### [PROBLEM DETAILS]
From the Form 8-K below, reproduce word for word the passage that begins with the words containing "Identification No.)" and ends with "since last report.)".

### [GIVEN TEXT]
━━━━━━━━━━━━━━━━

Form 8-K





Washington, DC 20549







Pursuant to Section 13 OR 15(d) of the

Securities Exchange Act of 1934

Date of Report (Date of earliest event reported): May 13, 2011



Owens & Minor, Inc.

(Exact name of registrant as specified in its charter)




Virginia   1-9810   54-1701843

(State or other jurisdiction

of incorporation



File Number)


(IRS Employer

Identification No.)

9120 Lockwood Blvd., Mechanicsville, Virginia   23116
(Address of principal executive offices)   (Zip Code)

Registrant’s telephone number, including area code (804) 723-7000

Not applicable

(former name or former address, if changed since last report.)



Check the appropriate box below if the Form 8-K filing is intended to simultaneously satisfy the filing obligation of the registrant under any of the following provisions (see General Instruction A.2.below):


¨ Written communications pursuant to Rule 425 under the Securities Act (17 CFR 230.425)


¨ Soliciting material pursuant to Rule 14a-12 under the Exchange Act (17 CFR 240.14a-12)


¨ Pre-commencement communications pursuant to Rule 14d-2(b) under the Exchange Act (17 CFR 240.14d-2(b))


¨ Pre-commencement communications pursuant to Rule 13e-4(c) under the Exchange Act (17 CFR 240.13e-4(c))




Item 8.01. Other Events.

On May 5, 2011, Owens & Minor, Inc. (the “Company”) adopted a Rule 10b5-1 plan for the purpose of repurchasing up to $7.5 million in shares of its common stock on the open market in accordance with guidelines specified under Rule 10b5-1 of the Securities Exchange Act of 1934. This plan has been established in connection with the Company’s $50 million share repurchase program previously announced on February 7, 2011. The plan will expire on July 31, 2011 unless earlier terminated in accordance with its terms and may be terminated by the Company at any time. The Company may from time to time enter into other 10b5-1 plans in connection with its share repurchase program, which may continue through February 2014.

━━━━━━━━━━━━━━━━

### [PROVIDED INFORMATION]
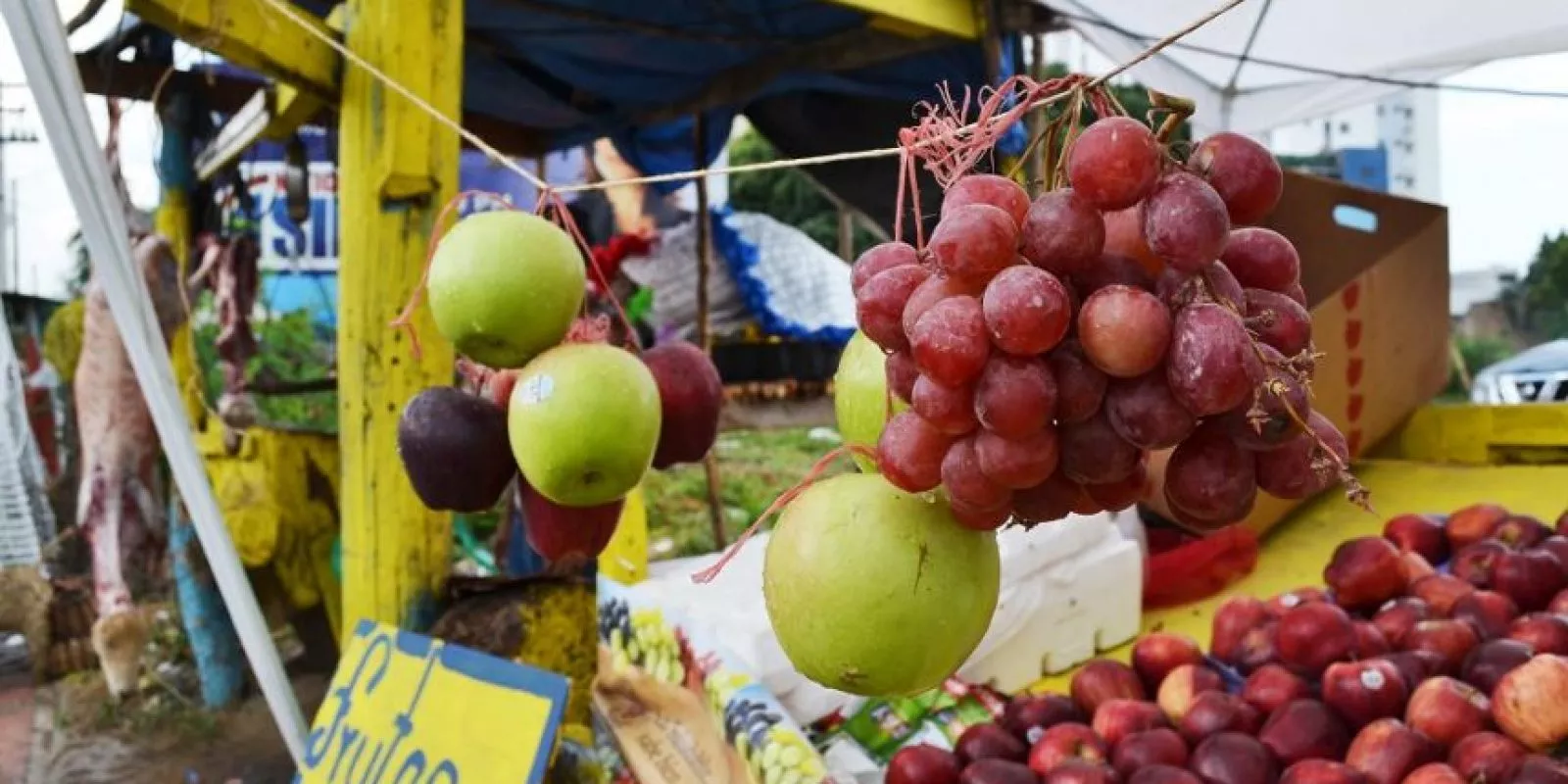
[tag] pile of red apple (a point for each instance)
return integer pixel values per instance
(1397, 673)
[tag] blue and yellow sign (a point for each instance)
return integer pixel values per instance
(407, 710)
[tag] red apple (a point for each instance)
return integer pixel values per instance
(1005, 772)
(1452, 640)
(1152, 747)
(1473, 524)
(1447, 710)
(1156, 655)
(1416, 665)
(1305, 729)
(1539, 768)
(1104, 679)
(1231, 623)
(1544, 632)
(1183, 684)
(1521, 532)
(1322, 772)
(1118, 718)
(1027, 715)
(1478, 562)
(1369, 640)
(1396, 618)
(1489, 612)
(1364, 572)
(1366, 690)
(922, 764)
(1314, 635)
(1272, 686)
(1556, 545)
(1298, 598)
(1217, 712)
(1387, 752)
(1434, 773)
(1494, 659)
(990, 742)
(1440, 592)
(1529, 577)
(1413, 566)
(1164, 775)
(1233, 758)
(1068, 741)
(1487, 757)
(1418, 533)
(1078, 772)
(1531, 703)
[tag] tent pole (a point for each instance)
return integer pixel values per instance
(705, 329)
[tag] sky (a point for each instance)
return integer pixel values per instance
(1501, 165)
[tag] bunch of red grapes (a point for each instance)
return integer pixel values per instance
(1048, 347)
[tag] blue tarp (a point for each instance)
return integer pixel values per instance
(577, 78)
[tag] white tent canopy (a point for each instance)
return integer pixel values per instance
(1233, 65)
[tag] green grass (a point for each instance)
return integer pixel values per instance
(753, 467)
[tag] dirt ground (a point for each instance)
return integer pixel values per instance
(157, 737)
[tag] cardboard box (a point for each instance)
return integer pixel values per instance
(1376, 271)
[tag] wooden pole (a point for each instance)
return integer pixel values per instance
(705, 329)
(397, 172)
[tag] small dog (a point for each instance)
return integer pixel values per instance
(25, 596)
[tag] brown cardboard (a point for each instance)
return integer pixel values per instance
(1380, 313)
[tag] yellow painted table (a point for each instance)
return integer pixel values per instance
(1296, 551)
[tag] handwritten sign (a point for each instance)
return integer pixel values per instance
(407, 710)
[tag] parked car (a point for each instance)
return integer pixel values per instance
(1536, 375)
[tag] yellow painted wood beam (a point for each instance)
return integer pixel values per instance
(250, 35)
(396, 170)
(914, 18)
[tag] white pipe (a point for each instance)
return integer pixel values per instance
(52, 74)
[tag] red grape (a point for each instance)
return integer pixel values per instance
(909, 452)
(902, 373)
(1120, 494)
(1027, 311)
(1015, 397)
(977, 517)
(1092, 452)
(1186, 223)
(1278, 320)
(1113, 164)
(1270, 400)
(949, 410)
(949, 342)
(1262, 259)
(1301, 467)
(1145, 413)
(1062, 232)
(1244, 172)
(878, 259)
(974, 242)
(1081, 386)
(1021, 463)
(1212, 366)
(1178, 289)
(988, 188)
(1125, 237)
(878, 306)
(933, 290)
(1125, 331)
(1211, 478)
(1112, 270)
(966, 483)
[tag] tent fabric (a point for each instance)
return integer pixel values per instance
(1235, 67)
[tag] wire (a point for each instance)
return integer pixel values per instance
(1316, 71)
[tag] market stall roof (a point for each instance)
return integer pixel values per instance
(1269, 63)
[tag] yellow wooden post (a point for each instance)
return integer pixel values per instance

━━━━━━━━━━━━━━━━

### [FULL RESPONSE]
Identification No.)

9120 Lockwood Blvd., Mechanicsville, Virginia   23116
(Address of principal executive offices)   (Zip Code)

Registrant’s telephone number, including area code (804) 723-7000

Not applicable

(former name or former address, if changed since last report.)